*Enunciado*: Localiza en los registros siguientes todas las líneas que contienen la palabra "church" y cópialas íntegras.

*Material proporcionado*:

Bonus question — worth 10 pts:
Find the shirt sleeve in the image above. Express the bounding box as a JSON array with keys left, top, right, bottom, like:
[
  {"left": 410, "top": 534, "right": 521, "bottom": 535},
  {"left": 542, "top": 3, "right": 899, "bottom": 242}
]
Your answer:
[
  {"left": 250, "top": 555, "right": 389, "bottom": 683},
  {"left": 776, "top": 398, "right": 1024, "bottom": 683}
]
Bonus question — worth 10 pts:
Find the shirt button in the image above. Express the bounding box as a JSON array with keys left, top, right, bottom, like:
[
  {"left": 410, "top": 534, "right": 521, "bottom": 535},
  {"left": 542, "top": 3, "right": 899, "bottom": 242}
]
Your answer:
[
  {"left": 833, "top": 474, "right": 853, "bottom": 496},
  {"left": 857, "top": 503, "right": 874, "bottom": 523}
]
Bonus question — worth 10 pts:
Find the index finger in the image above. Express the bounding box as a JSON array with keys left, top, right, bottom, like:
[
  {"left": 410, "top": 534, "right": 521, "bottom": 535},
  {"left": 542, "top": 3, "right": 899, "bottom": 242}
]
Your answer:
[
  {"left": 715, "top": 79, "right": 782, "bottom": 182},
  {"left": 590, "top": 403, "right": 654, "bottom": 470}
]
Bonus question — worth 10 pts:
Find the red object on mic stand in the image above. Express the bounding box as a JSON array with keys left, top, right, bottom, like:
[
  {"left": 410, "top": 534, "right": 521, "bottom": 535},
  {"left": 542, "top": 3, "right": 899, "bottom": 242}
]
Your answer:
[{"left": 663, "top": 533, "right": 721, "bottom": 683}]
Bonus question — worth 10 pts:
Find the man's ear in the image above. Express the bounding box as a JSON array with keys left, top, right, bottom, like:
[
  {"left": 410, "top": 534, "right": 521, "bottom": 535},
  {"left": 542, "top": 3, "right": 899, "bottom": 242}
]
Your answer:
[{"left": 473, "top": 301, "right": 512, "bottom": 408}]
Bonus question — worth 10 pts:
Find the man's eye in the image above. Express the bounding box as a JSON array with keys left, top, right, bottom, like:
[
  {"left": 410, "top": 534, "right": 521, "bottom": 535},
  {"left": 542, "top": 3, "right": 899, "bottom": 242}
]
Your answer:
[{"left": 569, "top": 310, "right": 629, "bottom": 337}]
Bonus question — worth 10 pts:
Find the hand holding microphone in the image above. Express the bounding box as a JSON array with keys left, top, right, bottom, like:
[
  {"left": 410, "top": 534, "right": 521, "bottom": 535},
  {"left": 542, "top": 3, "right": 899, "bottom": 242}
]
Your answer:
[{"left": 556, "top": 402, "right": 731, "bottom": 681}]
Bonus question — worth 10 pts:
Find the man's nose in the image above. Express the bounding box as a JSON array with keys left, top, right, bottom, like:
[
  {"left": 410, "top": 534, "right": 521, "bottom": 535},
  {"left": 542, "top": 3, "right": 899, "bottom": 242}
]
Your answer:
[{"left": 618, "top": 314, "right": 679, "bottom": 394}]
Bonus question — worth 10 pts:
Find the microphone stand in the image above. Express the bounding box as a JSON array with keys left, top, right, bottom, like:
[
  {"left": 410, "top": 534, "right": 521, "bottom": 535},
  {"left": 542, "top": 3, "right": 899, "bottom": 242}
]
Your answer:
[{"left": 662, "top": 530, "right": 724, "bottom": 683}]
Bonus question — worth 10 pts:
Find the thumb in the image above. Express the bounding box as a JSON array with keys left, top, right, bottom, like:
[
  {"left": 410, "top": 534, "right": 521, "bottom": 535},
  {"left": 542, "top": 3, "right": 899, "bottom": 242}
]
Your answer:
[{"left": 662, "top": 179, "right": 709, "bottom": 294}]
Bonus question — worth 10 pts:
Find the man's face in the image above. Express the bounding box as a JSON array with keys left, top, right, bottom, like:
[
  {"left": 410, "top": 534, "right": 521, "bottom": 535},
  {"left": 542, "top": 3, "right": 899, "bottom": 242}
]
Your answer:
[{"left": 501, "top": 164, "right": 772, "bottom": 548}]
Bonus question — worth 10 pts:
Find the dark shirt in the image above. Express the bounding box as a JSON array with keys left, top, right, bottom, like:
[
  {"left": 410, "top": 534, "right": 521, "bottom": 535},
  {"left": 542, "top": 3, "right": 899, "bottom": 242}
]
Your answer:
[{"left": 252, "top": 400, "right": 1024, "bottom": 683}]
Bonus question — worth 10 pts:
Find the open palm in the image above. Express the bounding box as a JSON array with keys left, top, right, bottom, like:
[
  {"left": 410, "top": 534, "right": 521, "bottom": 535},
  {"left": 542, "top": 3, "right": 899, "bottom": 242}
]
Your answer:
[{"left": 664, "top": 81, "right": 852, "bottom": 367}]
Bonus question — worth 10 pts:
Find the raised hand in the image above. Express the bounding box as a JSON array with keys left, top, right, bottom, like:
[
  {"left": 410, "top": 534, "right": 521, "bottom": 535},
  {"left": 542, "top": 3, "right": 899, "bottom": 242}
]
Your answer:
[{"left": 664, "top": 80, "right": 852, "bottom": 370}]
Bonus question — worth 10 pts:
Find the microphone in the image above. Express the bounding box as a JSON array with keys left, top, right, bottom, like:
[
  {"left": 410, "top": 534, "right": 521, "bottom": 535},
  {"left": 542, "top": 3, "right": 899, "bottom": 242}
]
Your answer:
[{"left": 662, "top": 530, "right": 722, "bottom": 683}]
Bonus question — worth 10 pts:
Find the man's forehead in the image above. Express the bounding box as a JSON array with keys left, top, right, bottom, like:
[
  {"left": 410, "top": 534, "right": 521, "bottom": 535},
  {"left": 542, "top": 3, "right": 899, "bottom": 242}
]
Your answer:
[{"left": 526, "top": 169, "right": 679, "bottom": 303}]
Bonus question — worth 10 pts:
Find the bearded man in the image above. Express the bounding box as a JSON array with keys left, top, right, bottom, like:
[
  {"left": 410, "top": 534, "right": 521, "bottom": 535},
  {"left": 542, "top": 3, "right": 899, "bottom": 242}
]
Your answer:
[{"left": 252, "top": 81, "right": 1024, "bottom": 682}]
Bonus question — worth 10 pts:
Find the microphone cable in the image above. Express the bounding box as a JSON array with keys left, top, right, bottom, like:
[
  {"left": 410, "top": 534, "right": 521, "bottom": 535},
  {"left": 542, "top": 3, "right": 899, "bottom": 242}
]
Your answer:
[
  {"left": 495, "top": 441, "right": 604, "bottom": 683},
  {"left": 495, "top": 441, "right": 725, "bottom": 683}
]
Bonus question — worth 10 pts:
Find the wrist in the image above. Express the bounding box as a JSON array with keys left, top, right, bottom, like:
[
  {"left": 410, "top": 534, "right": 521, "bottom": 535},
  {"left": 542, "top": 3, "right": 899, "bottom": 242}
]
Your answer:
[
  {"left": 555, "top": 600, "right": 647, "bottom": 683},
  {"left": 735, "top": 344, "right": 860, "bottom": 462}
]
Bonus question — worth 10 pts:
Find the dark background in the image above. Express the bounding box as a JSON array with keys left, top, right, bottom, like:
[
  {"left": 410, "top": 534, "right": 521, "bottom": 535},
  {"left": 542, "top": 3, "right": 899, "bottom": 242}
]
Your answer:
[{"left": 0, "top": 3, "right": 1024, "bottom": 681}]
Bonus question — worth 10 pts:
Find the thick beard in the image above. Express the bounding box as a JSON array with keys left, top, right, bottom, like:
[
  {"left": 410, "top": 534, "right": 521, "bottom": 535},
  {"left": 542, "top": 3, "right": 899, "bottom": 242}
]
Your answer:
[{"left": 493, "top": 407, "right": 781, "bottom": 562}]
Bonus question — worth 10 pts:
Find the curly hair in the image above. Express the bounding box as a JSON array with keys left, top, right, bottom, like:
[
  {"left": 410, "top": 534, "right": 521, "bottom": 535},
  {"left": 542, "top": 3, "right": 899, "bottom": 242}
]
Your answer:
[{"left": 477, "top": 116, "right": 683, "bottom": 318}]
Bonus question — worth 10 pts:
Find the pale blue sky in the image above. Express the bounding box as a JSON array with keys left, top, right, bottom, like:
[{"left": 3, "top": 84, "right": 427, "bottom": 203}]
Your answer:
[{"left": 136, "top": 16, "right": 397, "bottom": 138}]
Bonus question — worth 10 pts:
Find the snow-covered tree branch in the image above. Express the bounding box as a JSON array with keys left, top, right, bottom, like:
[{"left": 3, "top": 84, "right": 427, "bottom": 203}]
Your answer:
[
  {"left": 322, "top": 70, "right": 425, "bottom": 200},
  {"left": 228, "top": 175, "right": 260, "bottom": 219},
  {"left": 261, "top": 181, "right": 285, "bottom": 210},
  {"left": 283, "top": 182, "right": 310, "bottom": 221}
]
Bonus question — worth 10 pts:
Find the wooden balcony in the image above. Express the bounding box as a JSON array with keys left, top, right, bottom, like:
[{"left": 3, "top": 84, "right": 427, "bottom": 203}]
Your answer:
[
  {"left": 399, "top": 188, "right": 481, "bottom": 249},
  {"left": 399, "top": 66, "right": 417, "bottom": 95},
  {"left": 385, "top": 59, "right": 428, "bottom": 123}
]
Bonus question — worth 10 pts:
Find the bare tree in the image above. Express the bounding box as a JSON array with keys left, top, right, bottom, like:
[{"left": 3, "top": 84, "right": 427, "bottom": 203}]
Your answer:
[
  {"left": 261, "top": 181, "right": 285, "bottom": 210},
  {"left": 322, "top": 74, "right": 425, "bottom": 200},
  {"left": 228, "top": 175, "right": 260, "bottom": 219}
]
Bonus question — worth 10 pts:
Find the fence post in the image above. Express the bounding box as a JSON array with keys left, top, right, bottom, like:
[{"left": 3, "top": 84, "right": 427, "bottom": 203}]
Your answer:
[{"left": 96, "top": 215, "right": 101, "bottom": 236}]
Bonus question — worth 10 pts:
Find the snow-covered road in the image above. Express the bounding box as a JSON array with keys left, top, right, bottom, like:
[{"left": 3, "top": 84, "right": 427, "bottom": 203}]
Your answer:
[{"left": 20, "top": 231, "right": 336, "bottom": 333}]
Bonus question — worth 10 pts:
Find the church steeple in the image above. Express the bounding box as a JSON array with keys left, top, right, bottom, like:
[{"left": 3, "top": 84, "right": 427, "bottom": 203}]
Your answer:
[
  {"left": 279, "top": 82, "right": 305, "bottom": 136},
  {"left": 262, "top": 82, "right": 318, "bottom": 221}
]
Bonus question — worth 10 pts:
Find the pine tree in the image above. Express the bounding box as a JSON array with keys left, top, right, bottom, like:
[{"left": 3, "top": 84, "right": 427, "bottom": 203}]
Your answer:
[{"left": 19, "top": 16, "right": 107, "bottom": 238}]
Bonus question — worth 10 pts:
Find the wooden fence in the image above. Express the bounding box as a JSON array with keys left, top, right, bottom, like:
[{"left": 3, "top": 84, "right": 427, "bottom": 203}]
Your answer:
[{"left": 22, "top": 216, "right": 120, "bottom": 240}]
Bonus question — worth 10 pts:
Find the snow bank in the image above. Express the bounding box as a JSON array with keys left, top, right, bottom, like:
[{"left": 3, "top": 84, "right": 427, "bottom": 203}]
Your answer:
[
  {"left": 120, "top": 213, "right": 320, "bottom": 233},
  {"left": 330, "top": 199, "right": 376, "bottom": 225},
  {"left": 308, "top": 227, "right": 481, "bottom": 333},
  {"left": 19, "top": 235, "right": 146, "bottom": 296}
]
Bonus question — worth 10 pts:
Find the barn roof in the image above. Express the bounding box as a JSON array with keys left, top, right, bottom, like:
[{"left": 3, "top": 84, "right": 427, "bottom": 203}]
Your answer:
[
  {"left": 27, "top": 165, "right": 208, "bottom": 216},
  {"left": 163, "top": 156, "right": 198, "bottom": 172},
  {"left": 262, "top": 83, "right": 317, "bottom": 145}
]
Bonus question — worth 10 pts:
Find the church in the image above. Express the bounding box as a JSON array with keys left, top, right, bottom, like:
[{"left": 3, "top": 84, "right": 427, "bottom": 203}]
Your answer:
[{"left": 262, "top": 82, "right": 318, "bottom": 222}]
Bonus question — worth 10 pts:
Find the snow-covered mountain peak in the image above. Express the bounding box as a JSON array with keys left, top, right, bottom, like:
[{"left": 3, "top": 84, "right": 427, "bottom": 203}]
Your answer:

*Solución*:
Find the church steeple in the image above. Express the bounding box as a JSON array with keys left, top, right, bottom, like:
Find the church in the image above. Express the bounding box as a JSON array with keys left, top, right, bottom, like:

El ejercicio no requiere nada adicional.